» Point-per-instance localization data
# # # # #
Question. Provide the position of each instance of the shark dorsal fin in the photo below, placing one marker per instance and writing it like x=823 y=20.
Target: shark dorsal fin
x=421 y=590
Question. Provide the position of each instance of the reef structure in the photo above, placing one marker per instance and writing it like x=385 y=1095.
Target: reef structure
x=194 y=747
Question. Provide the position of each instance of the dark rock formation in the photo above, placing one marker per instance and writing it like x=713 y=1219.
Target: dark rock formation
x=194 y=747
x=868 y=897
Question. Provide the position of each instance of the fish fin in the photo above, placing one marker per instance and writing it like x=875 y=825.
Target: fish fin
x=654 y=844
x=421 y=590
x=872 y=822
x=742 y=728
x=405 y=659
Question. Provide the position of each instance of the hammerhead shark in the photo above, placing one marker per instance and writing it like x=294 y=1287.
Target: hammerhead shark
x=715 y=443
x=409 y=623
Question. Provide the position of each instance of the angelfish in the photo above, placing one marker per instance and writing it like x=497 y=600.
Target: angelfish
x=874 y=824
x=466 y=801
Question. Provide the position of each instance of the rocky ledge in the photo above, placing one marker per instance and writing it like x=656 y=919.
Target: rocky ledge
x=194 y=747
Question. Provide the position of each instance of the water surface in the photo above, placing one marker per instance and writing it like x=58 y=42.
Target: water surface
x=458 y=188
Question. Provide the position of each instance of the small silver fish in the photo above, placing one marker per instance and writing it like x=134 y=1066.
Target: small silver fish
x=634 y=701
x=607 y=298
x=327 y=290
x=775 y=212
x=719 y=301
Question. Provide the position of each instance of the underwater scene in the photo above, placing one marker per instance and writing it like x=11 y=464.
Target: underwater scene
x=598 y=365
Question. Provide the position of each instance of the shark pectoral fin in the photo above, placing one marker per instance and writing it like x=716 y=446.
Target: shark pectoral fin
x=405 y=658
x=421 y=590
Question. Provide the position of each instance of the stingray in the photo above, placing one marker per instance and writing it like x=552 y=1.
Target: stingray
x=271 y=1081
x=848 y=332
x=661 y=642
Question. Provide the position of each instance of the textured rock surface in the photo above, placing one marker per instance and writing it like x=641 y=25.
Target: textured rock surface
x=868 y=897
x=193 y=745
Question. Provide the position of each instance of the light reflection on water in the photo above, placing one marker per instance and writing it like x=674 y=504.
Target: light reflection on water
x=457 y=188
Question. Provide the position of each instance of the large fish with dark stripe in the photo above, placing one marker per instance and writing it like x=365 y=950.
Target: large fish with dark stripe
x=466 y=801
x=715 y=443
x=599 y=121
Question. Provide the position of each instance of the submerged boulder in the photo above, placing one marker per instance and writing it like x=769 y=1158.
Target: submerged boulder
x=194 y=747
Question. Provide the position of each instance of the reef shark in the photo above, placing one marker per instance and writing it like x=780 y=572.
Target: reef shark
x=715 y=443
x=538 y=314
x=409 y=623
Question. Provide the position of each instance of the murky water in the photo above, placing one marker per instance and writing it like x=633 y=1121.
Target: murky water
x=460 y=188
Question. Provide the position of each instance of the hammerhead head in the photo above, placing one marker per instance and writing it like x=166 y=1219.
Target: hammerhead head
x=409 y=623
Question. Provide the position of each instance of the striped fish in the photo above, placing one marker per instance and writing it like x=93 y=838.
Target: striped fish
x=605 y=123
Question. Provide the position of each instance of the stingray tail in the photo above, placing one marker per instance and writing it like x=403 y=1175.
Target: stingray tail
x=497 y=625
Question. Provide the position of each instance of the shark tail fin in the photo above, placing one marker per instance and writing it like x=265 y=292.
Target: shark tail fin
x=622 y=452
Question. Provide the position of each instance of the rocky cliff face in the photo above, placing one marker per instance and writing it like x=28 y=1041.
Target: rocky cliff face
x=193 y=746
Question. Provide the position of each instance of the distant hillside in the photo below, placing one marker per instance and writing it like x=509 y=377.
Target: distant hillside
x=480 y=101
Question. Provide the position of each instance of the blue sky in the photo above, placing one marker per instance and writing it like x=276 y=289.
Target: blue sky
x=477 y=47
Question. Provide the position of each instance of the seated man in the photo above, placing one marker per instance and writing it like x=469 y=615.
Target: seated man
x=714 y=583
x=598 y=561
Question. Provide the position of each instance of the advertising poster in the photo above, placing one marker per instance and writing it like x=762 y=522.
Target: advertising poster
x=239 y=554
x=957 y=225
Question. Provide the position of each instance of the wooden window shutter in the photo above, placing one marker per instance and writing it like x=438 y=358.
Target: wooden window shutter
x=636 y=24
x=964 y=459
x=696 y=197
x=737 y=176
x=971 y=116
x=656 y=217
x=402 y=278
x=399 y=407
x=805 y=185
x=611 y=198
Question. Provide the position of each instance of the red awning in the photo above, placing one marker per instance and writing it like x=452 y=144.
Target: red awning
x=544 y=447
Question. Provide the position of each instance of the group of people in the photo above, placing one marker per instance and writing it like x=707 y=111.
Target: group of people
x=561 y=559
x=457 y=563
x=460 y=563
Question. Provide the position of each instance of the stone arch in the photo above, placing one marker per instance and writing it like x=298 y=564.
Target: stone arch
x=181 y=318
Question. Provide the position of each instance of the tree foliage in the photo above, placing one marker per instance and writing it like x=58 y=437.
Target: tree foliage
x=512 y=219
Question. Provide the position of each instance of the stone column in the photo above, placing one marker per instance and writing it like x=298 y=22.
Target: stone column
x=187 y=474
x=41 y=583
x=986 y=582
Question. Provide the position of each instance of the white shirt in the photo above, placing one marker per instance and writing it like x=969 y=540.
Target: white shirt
# # # # #
» DIRECTIONS
Work out how many lines in the records contain the word "white", and give that number by itself.

» ANSWER TO THIS PROBLEM
2